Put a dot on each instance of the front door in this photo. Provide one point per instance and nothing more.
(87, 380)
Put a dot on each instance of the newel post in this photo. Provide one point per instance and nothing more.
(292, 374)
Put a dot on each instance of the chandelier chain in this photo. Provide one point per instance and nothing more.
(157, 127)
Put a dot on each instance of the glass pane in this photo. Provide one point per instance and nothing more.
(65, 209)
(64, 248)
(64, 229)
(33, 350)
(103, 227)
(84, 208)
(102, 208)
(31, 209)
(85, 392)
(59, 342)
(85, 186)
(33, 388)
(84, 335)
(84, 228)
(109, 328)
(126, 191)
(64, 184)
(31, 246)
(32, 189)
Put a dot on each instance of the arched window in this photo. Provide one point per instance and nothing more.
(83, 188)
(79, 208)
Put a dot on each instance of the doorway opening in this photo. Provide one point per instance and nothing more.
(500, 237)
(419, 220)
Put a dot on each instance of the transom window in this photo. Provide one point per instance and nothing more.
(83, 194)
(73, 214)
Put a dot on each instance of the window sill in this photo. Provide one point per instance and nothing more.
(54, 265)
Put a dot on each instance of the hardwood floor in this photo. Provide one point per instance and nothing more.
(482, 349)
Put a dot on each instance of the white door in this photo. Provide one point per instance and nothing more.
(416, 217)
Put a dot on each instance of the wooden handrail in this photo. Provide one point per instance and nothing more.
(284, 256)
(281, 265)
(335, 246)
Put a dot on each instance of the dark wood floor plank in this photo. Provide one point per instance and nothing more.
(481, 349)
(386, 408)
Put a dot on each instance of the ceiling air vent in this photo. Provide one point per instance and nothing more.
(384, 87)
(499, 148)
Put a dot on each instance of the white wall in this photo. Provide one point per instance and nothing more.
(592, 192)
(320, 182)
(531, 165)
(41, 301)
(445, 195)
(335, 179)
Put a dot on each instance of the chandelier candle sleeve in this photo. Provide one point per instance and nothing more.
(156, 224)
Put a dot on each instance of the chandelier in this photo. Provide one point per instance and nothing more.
- - - - -
Duplicate everything from the line containing "Put a dot on each instance of the window" down to the last line of the material above, keeping both of those lines.

[SOLUTION BELOW]
Put a dot on each instance of the window sill in this photo. Provide one point per instance and nothing more.
(54, 265)
Put a dot on each instance of the hardwood floor in this photo. Provide one point per instance and nothing more.
(482, 349)
Put a dot on each instance of the white door in this photo. Provide one point per instance and nothing more.
(416, 217)
Put a dot on each instance of the wooden handrail in this photo. Provide one point per instance and nothing more.
(284, 256)
(281, 265)
(335, 246)
Put a dot on each instance of the dark wood floor plank in this photo. Provide one point per instance and nothing more.
(481, 349)
(386, 408)
Put a dot on each instance of the ceiling air vent in this photo. Provide one point per instance and nothing more.
(384, 87)
(499, 148)
Put a dot on each instance of the white wall in this photo. Provide one point per instance and nothing more.
(592, 192)
(320, 182)
(531, 165)
(41, 301)
(445, 195)
(335, 179)
Put a dot on each instance of the chandelier candle sleeve in this photo. Provide one point per instance and nothing more.
(156, 224)
Put a dot on each instance of the chandelier in this photo. Provide one point per instance and nothing more.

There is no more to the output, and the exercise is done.